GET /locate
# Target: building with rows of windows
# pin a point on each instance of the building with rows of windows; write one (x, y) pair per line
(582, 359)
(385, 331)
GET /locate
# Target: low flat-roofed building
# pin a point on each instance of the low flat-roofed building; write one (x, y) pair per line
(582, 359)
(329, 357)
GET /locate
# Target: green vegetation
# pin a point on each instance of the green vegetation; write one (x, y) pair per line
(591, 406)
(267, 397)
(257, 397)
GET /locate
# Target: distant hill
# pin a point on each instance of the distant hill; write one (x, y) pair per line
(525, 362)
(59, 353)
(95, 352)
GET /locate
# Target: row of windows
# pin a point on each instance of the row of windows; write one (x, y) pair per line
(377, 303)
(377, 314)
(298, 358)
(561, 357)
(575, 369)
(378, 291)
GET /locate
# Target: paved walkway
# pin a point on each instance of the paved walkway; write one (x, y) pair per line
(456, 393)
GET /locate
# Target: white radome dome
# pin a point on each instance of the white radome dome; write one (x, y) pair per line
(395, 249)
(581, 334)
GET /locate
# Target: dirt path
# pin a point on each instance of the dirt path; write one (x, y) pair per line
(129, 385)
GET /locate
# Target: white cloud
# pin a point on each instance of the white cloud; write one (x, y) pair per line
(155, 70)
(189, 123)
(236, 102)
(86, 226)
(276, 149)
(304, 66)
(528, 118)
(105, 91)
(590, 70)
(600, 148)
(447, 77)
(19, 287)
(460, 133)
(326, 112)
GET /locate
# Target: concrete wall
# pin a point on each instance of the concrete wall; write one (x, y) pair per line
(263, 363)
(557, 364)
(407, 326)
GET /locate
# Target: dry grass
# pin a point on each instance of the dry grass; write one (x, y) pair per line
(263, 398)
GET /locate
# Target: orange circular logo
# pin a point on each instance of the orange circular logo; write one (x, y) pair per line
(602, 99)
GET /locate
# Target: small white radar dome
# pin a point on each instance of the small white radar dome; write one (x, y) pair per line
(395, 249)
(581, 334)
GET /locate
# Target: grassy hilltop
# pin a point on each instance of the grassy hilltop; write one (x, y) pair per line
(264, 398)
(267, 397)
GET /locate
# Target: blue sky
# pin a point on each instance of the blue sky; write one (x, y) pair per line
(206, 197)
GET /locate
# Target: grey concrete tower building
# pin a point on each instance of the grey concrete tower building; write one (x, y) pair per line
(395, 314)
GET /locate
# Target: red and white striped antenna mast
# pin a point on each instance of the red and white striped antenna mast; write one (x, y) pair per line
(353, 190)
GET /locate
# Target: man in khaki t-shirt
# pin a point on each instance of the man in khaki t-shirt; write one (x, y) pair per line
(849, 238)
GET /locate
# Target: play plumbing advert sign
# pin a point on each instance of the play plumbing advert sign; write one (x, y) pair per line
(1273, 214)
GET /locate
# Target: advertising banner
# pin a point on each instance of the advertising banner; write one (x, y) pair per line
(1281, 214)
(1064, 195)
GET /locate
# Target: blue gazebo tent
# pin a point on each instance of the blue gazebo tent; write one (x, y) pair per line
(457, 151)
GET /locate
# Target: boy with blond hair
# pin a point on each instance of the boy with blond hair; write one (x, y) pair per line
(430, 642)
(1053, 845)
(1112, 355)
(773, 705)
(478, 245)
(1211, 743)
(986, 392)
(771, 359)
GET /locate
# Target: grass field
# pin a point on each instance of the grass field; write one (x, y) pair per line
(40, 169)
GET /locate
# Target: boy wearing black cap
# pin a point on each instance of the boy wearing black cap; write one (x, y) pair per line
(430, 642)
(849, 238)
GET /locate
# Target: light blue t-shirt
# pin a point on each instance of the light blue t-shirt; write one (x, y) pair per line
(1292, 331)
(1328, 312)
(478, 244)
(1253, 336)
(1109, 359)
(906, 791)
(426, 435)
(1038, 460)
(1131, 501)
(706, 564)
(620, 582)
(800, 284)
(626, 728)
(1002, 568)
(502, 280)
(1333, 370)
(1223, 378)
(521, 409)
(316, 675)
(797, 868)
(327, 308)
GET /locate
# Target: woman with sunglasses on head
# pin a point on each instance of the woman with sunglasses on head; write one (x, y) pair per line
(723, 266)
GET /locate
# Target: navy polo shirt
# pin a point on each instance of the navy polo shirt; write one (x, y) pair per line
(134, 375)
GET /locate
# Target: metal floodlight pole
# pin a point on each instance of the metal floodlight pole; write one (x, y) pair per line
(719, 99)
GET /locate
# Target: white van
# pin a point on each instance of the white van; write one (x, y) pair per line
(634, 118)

#### Exercise brief
Output the lines from the one holding "# Target: navy polo shirt" to the last line of the material, inclusive, exactly as they appear. Add no others.

#### Solution to the problem
# Target: navy polo shirt
# pin a point on each instance of the navy polo shirt; write one (x, y) pair per line
(134, 375)
GET /locate
# Target: metal floodlight pole
# pin a point on each instance of the metal floodlight pole; write one (x, y) pair per line
(719, 99)
GET /locate
# Target: white van
# pin a point on each instance of the white van; write one (x, y) pair per line
(634, 118)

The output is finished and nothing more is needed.